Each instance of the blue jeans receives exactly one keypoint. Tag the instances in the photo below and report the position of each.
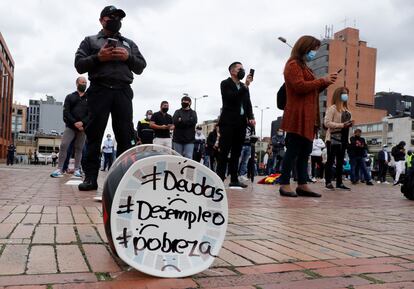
(206, 160)
(184, 149)
(358, 166)
(244, 159)
(299, 148)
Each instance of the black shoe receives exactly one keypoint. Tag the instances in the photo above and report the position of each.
(237, 184)
(303, 193)
(342, 187)
(88, 185)
(287, 194)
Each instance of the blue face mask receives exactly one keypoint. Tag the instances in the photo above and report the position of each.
(310, 55)
(344, 97)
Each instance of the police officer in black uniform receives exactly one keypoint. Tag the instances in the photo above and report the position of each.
(109, 58)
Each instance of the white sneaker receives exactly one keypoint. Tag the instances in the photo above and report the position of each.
(77, 174)
(243, 178)
(56, 174)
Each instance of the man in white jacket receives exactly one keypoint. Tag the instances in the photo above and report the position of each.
(316, 158)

WHAT TO DO
Starting at the line that contains "Each instance of the black", write out every line to the end of the entries, exactly as given.

ANSWER TO THIS TASK
Each instance of the black shoe receives exactly one keypoint. Tag the instances in the photo above and report the position of each.
(237, 184)
(303, 193)
(342, 187)
(88, 185)
(287, 194)
Each instance of the blue face mask receives exactly one keypoint. Tag the instances in the photo above and report the position of each.
(310, 55)
(344, 97)
Each instance of the police officer in black uniform receives exactly one keypoint. Tag the instances in the photo above and report the position of each.
(109, 58)
Each instance of the white sneaker receives exactly one keypoint. Tag the instances in the photo above and report the position of each.
(77, 174)
(243, 178)
(56, 174)
Each instance of the man in white jacket receives exactly one keypoint. Tag the instances in the photo above and report the position of each.
(316, 158)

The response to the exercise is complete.